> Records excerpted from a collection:

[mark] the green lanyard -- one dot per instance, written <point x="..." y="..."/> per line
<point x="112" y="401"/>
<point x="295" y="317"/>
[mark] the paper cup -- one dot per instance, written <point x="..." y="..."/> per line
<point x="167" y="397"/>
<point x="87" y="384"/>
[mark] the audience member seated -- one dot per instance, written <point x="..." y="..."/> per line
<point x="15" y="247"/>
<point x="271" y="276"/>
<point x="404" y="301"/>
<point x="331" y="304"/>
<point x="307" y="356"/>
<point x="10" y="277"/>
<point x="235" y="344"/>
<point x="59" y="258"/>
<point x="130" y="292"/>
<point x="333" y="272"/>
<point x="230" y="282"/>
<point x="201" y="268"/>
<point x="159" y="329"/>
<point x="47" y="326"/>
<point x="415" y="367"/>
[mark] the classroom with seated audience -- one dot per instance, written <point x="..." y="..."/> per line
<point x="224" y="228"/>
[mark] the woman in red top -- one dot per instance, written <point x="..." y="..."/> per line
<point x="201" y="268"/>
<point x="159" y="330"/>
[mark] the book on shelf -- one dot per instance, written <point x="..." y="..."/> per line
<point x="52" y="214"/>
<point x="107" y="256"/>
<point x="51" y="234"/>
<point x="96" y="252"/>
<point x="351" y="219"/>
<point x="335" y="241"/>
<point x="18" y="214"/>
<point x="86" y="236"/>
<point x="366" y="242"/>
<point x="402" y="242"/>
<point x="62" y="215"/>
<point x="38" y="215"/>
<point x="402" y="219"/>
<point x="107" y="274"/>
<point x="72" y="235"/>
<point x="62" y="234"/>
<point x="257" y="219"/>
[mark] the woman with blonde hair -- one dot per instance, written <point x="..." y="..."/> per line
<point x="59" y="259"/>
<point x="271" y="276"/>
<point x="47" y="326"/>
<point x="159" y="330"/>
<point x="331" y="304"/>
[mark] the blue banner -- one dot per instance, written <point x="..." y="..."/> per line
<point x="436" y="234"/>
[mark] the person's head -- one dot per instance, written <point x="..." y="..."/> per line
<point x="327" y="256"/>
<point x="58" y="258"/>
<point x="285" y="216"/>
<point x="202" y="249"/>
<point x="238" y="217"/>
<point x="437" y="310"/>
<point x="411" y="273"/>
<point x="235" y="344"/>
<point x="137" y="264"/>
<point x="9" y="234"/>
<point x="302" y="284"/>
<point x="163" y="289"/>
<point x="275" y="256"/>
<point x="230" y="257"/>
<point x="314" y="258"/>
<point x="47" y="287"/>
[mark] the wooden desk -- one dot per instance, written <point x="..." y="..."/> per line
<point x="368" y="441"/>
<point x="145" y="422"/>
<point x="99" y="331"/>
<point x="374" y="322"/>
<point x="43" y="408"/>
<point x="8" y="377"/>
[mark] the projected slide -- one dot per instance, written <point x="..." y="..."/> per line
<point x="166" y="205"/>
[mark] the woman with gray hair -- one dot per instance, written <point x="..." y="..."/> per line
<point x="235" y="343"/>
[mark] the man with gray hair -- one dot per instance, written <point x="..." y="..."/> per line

> Exercise instructions: In the answer, return exactly the lines from the line containing "[mark] the blue" to the end of the records above, and no others.

> Response area:
[mark] the blue banner -- one dot per instance, written <point x="..." y="..."/> per line
<point x="436" y="234"/>
[mark] the person's head -- one dot per instance, written <point x="..." y="..."/> per line
<point x="327" y="256"/>
<point x="58" y="258"/>
<point x="285" y="216"/>
<point x="202" y="249"/>
<point x="238" y="217"/>
<point x="437" y="310"/>
<point x="411" y="273"/>
<point x="235" y="344"/>
<point x="137" y="264"/>
<point x="9" y="234"/>
<point x="302" y="284"/>
<point x="163" y="289"/>
<point x="275" y="256"/>
<point x="230" y="257"/>
<point x="314" y="258"/>
<point x="47" y="287"/>
[mark] the wooden desk -- one dot per instance, written <point x="..." y="..."/> per line
<point x="368" y="441"/>
<point x="145" y="422"/>
<point x="99" y="331"/>
<point x="374" y="322"/>
<point x="43" y="408"/>
<point x="8" y="377"/>
[mark] the projected slide -- one dot per instance, written <point x="..." y="..."/> per line
<point x="166" y="205"/>
[mark] the woman with gray hair -- one dot per instance, written <point x="..." y="..."/> per line
<point x="235" y="343"/>
[mark] the man with gray hair -- one dot per instance, written <point x="..." y="..."/> per line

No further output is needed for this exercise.